==== Given records

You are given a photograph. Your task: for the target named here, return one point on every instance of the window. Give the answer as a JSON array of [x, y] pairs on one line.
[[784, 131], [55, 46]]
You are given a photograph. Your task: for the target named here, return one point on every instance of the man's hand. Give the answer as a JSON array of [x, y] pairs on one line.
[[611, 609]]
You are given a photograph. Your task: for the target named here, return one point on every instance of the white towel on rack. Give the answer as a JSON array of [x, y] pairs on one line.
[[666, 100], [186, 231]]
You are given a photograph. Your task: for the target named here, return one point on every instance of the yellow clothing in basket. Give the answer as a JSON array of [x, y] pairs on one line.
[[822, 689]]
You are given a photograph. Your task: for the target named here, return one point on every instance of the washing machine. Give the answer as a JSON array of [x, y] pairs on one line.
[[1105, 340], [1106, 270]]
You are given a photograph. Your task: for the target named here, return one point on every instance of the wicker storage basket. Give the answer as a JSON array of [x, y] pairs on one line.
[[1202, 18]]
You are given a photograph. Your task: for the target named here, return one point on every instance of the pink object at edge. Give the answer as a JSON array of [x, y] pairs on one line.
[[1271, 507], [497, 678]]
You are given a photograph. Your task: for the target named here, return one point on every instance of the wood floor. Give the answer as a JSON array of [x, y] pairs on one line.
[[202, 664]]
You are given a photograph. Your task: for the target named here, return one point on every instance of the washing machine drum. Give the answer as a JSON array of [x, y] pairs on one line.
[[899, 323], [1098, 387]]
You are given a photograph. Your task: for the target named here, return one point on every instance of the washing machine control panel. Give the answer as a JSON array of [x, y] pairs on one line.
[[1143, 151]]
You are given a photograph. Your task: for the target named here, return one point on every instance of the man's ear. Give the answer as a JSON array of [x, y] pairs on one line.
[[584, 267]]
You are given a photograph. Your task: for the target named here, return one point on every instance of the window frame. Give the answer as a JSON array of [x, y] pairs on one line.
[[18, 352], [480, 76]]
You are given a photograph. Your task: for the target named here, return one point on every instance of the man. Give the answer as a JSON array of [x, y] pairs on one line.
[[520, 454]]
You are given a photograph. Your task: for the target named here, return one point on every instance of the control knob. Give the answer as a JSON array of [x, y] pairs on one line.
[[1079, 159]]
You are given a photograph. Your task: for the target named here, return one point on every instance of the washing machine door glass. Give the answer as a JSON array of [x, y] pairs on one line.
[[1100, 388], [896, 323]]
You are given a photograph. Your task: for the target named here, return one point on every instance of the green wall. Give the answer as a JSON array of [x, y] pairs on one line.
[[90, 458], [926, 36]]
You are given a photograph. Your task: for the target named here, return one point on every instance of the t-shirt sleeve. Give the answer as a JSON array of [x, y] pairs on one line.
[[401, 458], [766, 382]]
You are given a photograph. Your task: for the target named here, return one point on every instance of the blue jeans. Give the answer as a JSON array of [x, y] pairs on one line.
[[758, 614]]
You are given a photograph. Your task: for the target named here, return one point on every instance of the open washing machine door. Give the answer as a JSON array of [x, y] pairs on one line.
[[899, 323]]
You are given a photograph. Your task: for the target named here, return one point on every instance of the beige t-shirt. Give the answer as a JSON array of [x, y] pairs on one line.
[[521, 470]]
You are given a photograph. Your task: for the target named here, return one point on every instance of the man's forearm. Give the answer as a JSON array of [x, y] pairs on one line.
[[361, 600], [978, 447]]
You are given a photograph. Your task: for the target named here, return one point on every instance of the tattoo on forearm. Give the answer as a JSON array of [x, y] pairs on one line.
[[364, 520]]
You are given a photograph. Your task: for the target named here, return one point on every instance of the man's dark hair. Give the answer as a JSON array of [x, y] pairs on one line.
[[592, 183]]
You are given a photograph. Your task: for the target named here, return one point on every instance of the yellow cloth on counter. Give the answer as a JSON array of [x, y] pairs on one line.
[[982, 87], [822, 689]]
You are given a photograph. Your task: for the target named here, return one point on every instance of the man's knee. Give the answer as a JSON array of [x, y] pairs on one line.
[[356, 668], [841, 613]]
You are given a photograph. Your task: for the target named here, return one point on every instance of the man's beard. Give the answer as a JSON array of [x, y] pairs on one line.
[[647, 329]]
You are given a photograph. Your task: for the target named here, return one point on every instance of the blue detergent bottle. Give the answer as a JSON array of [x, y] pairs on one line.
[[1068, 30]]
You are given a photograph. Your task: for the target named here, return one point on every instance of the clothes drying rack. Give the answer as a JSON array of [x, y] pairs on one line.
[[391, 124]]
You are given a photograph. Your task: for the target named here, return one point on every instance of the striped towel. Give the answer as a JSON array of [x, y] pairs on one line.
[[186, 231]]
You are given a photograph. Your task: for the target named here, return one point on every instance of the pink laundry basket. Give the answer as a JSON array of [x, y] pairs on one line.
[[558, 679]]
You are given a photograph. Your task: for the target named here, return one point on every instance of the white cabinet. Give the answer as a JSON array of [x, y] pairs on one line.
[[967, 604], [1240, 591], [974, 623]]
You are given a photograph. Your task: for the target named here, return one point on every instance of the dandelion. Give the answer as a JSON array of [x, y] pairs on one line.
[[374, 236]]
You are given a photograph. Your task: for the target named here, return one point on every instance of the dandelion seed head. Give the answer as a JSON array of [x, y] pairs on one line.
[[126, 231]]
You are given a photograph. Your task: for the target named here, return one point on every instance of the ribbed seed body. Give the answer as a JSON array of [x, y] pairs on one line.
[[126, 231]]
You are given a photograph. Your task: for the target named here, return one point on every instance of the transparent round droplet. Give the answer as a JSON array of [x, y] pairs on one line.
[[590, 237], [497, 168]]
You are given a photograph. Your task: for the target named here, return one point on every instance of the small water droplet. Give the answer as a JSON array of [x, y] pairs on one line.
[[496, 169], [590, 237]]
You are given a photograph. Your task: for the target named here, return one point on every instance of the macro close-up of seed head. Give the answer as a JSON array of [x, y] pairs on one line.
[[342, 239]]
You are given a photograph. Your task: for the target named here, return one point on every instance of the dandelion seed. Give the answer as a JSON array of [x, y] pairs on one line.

========

Your objective — Extract all of the data above and reproduce every line word for word, in its original order.

Completed exercise —
You are given a photograph. Your task: for the target named here, return one point on every instance of the window. Give the answer as a JSON array of [x, y] pairs on one line.
[[784, 131], [55, 46]]
You are given a photograph. Your task: for the target named here, return one point on every instance of the man's hand. Give the answer as a JSON array of [x, y] pairs on one line.
[[611, 609]]
You are given a photograph. Your task: for the target named here, return one point on every instance of the white towel on rack. Give the answer as a JSON array of [x, y] pairs on one line.
[[666, 100], [186, 231]]
You are given a photograph. Your task: for the target named here, return one point on every instance of the yellow clothing in basket. Give the answer as a JSON array of [x, y] pairs on one line.
[[822, 689]]
You are given a photograph. Your task: for the target named here, return one point on every instance of the washing machine. Give the answer as a JSON array of [x, y] pairs on one line.
[[1105, 340], [1106, 270]]
You are given a photograph. Your task: for the target named here, return one point on every instance of the wicker storage basket. Give the answer as a JSON array of [x, y] pairs on one line.
[[1202, 18]]
You are given a photograph. Your task: for the target named here, return one point on every instance of the pink object at edge. Give the answer as a JSON array of [x, y] pairs on one line.
[[1271, 507], [497, 678]]
You are given a photograph. Your task: for the target named here, return one point on every instance of the wood floor. Give the answer as a JSON array of [x, y] pairs on one line.
[[202, 664]]
You are given a photograph. Your task: for the target named here, return one point on every instance of the washing machine drum. Give the answer as a JSON array of [x, y] pairs on one line.
[[899, 323], [1098, 387]]
You are given a photograph. Your task: for the target named here, return one point on every instance of the washing machine control panel. Give the answer as a JSON array of [x, y] pairs on one line.
[[1143, 151]]
You are given a photograph. Your task: for the target named here, return one point on every instance of the man's ear. Give the answer as a JSON array of [x, y] pairs on one line.
[[584, 267]]
You are given a photograph. Your task: for the target named here, return one point on every instance of the window frame. Give the answer as a JSON array of [x, y] pairs on one line.
[[18, 352], [480, 76]]
You are given a photograph. Your task: for the target named here, return one point on every instance of the man. Give the answer as a JSON array of [x, y] pairs on one line.
[[520, 454]]
You are given a photograph. Your task: for the target named here, return one point on every instance of the control knob. Give the answer as a JSON array of [x, y] pairs on one line.
[[1079, 159]]
You are given a photograph. Your task: for the target named here, return one point on every instance of the washing machine door glass. Give the answer as a JSON array of [x, y] pairs on one line.
[[1100, 388], [896, 323]]
You are given a photograph. Your task: for the target named here, return one point on every instance of the green wall. Give the answer as a JSON array of [x, y] pairs on one line.
[[90, 458], [926, 36]]
You are given a photograph. Your task: for the target named here, return one point on every instance of the t-shirt sleeve. Give the answer as a JSON array of [x, y] pairs on one line.
[[401, 458], [766, 382]]
You are given a photograph. Your task: for the target named here, return one point on every instance of the blue jeans. Give the answer as a JSON array of [x, y] pairs on one line.
[[758, 614]]
You are given a photograph. Your task: for the target named here, return one point on every instance of the open washing machine door. Give the answer as a JSON array of [x, y] pairs on one line.
[[899, 323]]
You are given a photograph. Your task: for the target named here, return one point on every instance of the beige t-shirt. Give the answer as a JSON array of [x, y] pairs on one line.
[[521, 470]]
You are given a photograph. Your task: for the target named here, return one point on every instance of the man's forearm. Give the answer as a JSON array of [x, y] pairs on one line.
[[361, 600], [978, 447]]
You are given a photograph. Your task: for the target named here, return one point on every instance of the tattoo on forearm. Give the answer as a JSON array of [x, y] pairs on one line.
[[364, 520]]
You are given a photograph. Your task: for the target named here, return one point on every instance of the man's dark hair. Give the answer as a JSON array of [x, y] pairs on one line.
[[592, 183]]
You are given a photograph. Your task: for the target named here, return one point on every instance of the yellow cloth on counter. Give the answer as a JSON array of [x, y] pairs on one line.
[[982, 87], [822, 689]]
You are given a photograph. Your task: for the target named here, return one point on every instance of the man's knee. Give the answer as a JSON array of [x, y] pairs on one line.
[[356, 668], [841, 613]]
You are given a photograph. Your task: for the target named here, return one point on every instance of the man's beard. Give the answer as a JSON array of [x, y] pairs on one line.
[[647, 329]]
You are given a photograph. Your task: for the target named here, return one point on every instance of the blue detergent bottle. Give the answer as a JSON array of [x, y] pairs on one line.
[[1068, 30]]
You are given a photograph. Your task: for the target named here, return one point on every instance of the clothes drying rack. Give the answer as a JSON array of [x, y] pairs on one line.
[[391, 124]]
You are given a photograph. Your task: for the target named here, return one point on every instance of the striped towel. Give the answer as a JSON array of [x, y] pairs on one line.
[[186, 231]]
You are given a photograph. Your task: for the target named here, return one point on every instance of the pink laundry basket. Give the answer as a JSON array of [x, y] pairs on one line.
[[558, 679]]
You are given a photograph. Your task: for the target named here, return one point on every instance of the white cabinet. Give the answer as a JSON array of [x, y] pairs on one line.
[[967, 604], [1240, 591], [974, 623]]
You are given a photograph. Your task: for the target named here, return one point on every instance of the dandelion. Give the answer as a JSON array of [x, y] pairs on one line.
[[374, 236]]
You are given a photograph. Your task: for the target named here, return one point on every instance of the dandelion seed head. Give the answer as a JSON array of [x, y] pairs on one line.
[[126, 231]]
You are given a photograph. Your task: for the target named here, return one point on every instance of the ribbed seed body. Give the answer as a JSON array of [x, y] pairs on one line.
[[126, 231]]
You are given a photograph. Your task: for the target named here, return one point on every instance of the transparent round droplet. Give the answer as a JSON array of [x, y] pairs on one line.
[[590, 237], [497, 168]]
You are given a photograph. Your task: for the target named here, return one point on every instance of the small water droplet. Give the answer as a JSON array of [x, y] pairs on one line.
[[496, 169], [590, 237]]
You are given a photograph. Your task: for the target named here, return one point on every instance of the macro close-up of seed head. Give the answer as a JSON array of [x, y] pairs on one line.
[[342, 239]]
You are given a photograph. Your task: for the target named here, return one point on every instance of the dandelion seed. Give the answer as a JSON array of [x, y] pairs on one line.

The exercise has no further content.